§ **Task objective**
From the items below, pull out the lines between the one that contains "the white boulder" and the one that contains "228,190,340,216", inclusive, and reproduce them word for word.

(Stored items)
■ ■ ■

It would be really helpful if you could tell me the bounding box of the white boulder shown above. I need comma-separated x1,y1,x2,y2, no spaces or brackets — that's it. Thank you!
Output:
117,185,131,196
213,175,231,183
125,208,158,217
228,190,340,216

■ ■ ■

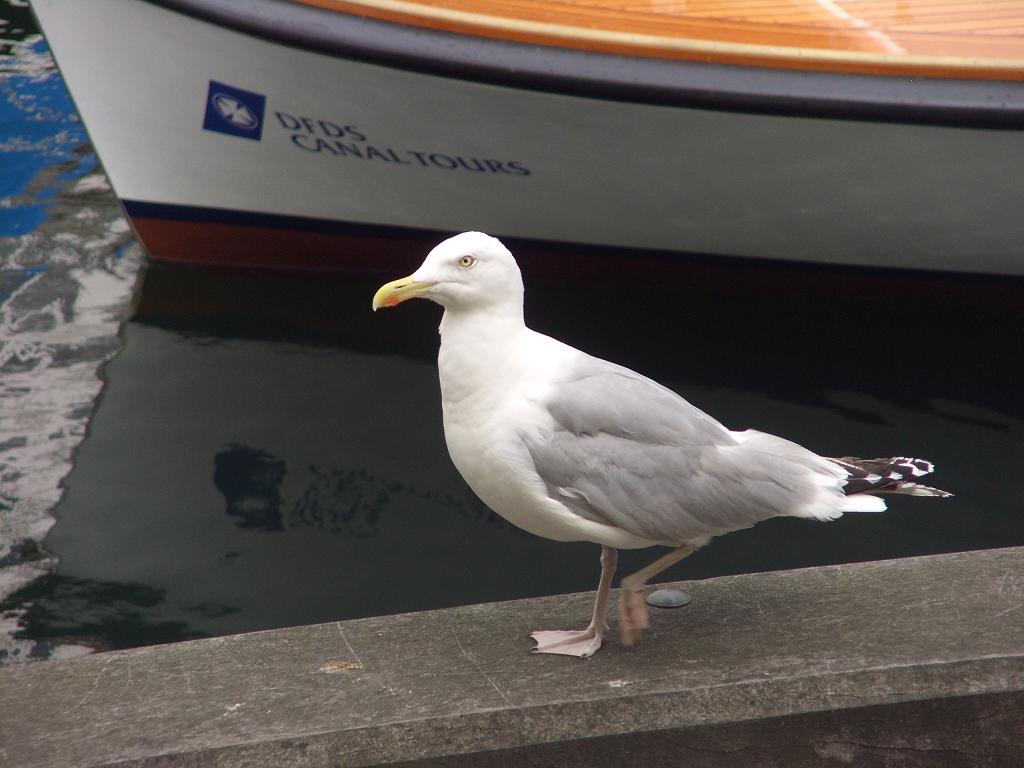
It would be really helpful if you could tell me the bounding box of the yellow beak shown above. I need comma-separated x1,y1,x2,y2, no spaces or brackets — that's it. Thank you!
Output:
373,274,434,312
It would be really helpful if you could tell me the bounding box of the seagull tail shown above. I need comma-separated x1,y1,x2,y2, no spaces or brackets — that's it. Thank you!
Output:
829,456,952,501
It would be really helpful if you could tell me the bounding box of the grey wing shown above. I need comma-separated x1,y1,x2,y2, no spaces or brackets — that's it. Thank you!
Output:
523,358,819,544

■ ■ ■

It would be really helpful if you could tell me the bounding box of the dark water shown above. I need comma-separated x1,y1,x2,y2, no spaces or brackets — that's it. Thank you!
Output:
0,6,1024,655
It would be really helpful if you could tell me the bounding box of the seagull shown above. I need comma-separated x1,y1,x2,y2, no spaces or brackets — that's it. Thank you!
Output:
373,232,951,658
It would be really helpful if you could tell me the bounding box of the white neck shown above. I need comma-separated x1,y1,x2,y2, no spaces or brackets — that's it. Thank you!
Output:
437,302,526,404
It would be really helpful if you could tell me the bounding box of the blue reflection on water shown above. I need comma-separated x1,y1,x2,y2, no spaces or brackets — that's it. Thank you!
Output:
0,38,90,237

■ ■ ■

§ **Answer for this exercise**
It would be really helpful if you could tell me the bounding box of the white boulder shown above. I need comma-separated x1,y1,x2,y2, no spaces or brackets — that's it. Thank you!
Output:
117,185,131,196
213,175,231,183
125,208,158,217
228,190,340,216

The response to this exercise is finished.